**問題文:** 次の一覧のすべての行を、1行につき1つの文字列としてJSONのリストに入れること。空行は含めない。

**対象の一覧:**
------------------------

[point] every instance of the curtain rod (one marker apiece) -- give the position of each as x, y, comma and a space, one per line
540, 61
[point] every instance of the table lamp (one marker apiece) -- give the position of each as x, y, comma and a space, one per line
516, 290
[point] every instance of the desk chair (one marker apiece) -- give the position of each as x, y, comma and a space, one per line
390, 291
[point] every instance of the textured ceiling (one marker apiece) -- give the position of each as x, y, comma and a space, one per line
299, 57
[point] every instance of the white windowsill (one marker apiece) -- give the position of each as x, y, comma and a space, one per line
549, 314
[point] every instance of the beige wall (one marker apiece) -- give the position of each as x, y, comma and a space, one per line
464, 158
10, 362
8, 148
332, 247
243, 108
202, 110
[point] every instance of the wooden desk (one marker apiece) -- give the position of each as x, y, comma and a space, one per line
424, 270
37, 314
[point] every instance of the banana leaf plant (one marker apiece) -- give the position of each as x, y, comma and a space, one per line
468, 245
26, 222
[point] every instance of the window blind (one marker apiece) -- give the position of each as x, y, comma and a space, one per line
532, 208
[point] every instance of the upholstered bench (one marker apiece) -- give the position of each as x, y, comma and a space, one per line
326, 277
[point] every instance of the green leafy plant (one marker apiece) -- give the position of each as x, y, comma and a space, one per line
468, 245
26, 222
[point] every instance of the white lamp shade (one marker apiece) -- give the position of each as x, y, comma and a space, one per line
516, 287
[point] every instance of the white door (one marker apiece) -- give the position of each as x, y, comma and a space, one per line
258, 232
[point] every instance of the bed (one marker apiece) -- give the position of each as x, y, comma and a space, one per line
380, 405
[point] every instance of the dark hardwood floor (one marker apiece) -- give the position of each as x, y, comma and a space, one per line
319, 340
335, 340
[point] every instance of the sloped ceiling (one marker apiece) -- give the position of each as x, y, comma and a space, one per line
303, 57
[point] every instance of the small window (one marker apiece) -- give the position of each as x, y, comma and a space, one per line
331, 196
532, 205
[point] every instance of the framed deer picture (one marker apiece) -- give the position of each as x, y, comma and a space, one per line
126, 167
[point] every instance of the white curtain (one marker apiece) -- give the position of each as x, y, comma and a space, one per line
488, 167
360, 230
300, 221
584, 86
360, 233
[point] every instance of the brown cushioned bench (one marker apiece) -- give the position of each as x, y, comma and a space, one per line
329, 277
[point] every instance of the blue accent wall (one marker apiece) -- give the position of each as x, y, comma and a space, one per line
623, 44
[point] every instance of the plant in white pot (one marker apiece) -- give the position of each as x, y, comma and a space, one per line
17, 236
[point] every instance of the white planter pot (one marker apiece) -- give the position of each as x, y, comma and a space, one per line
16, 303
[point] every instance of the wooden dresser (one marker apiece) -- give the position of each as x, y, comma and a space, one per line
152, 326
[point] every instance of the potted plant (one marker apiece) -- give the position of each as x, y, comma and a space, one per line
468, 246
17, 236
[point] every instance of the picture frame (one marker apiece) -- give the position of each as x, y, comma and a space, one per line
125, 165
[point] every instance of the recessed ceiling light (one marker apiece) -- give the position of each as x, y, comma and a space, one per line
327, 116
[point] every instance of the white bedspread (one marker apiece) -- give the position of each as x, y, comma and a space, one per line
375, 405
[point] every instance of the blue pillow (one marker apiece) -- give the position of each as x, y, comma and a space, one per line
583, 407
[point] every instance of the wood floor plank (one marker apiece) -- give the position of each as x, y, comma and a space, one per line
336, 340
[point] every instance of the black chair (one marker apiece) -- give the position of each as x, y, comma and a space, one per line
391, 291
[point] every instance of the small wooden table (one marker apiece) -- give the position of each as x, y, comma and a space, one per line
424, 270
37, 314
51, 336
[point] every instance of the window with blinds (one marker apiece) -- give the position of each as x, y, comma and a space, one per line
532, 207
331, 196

------------------------

**正しい出力:**
[
  "[point] every instance of the curtain rod (one marker apiece) -- give the position of each as x, y, comma and a space, one per line",
  "540, 61",
  "[point] every instance of the table lamp (one marker apiece) -- give the position of each as x, y, comma and a space, one per line",
  "516, 290",
  "[point] every instance of the desk chair (one marker apiece) -- give the position of each as x, y, comma and a space, one per line",
  "390, 291",
  "[point] every instance of the textured ceiling (one marker apiece) -- give the position of each as x, y, comma and a space, one per line",
  "299, 57",
  "[point] every instance of the white windowsill (one marker apiece) -- give the position of each as x, y, comma and a space, one per line",
  "549, 314",
  "[point] every instance of the beige wall (one marker apiece) -- give the position of each as x, y, comma and a space, one per line",
  "464, 158",
  "10, 362",
  "8, 148",
  "332, 247",
  "243, 108",
  "202, 110",
  "[point] every instance of the wooden desk (one marker apiece) -- give the position of each as x, y, comma and a space, one per line",
  "424, 270",
  "37, 314",
  "[point] every instance of the banana leaf plant (one marker apiece) -- give the position of each as x, y, comma and a space, one per line",
  "468, 245",
  "26, 222",
  "[point] every instance of the window blind (one marker apiece) -- give the position of each as x, y, comma and a space, one per line",
  "532, 208",
  "[point] every instance of the upholstered bench (one marker apiece) -- give the position of each as x, y, comma and a space, one per line",
  "326, 277",
  "[point] every instance of the green leafy plant (one marker apiece) -- give the position of each as x, y, comma and a space, one per line",
  "468, 245",
  "26, 222",
  "[point] every instance of the white lamp shade (one marker apiece) -- give the position of each as x, y, comma and a space, one per line",
  "516, 287",
  "[point] every instance of the white door (one marker apiece) -- give the position of each as x, y, comma and a space, one per line",
  "258, 232",
  "[point] every instance of the bed (one marker apiece) -- give the position of each as x, y, comma and a space, one per line",
  "380, 405",
  "[point] every instance of the dark hardwood floor (one marker apiece) -- give the position of each as x, y, comma and a space, one per line",
  "319, 340",
  "335, 340",
  "[point] every instance of the sloped ceiling (one marker apiece) -- give the position of each as x, y, comma and a space, one per line",
  "303, 57",
  "[point] every instance of the small window (one marker apiece) -- give the position of each as x, y, comma and a space, one per line",
  "331, 196",
  "532, 205",
  "[point] every instance of the framed deer picture (one marker apiece) -- give the position of each as x, y, comma and a space, one per line",
  "126, 167",
  "[point] every instance of the white curtain (one marker apiece) -- give the position of each as x, y, comma and a space, one per line",
  "488, 167",
  "360, 230",
  "300, 221",
  "584, 86",
  "360, 233",
  "[point] every instance of the brown cushioned bench (one marker apiece) -- give the position of each as x, y, comma and a space, one per line",
  "329, 277",
  "[point] every instance of the blue accent wall (one marker apiece) -- give the position of each as x, y, comma and a space, one per line",
  "623, 44",
  "[point] every instance of the plant in white pot (one marker apiece) -- give the position of each as x, y, comma and a space, one per line",
  "17, 236",
  "[point] every instance of the white planter pot (one marker apiece) -- give the position of each as x, y, comma and a space, one per line",
  "16, 303",
  "[point] every instance of the wooden dresser (one marker apiece) -- give the position of each as x, y, comma and a space, one per line",
  "152, 326",
  "[point] every instance of the potted plant (one marker apiece) -- give the position of each as x, y, comma and a space, one per line",
  "468, 246",
  "17, 236",
  "[point] every instance of the picture frame (one marker apiece) -- give the position of each as x, y, comma and a space, one per line",
  "125, 165",
  "[point] every instance of the recessed ceiling light (one marker apiece) -- give the position of each as x, y, comma and a space, one per line",
  "327, 116",
  "[point] every instance of the white bedspread (one marker apiece) -- give the position of each as x, y, comma and a space, one per line",
  "375, 405",
  "[point] every instance of the blue pillow (one marker apiece) -- give the position of each as x, y, comma and a space, one per line",
  "583, 407",
  "[point] every instance of the wood floor plank (one marker apiece) -- give the position of each as x, y, comma and a space, one per line",
  "336, 340",
  "[point] every instance of the black chair (one marker apiece) -- give the position of each as x, y, comma and a space, one per line",
  "391, 291",
  "[point] every instance of the small wooden table (one marker apiece) -- give the position of each as x, y, comma and a space, one per line",
  "424, 270",
  "37, 314",
  "51, 336",
  "[point] every instance of the window with blinds (one marker apiece) -- give the position of each as x, y, comma and a space, one per line",
  "532, 207",
  "331, 196"
]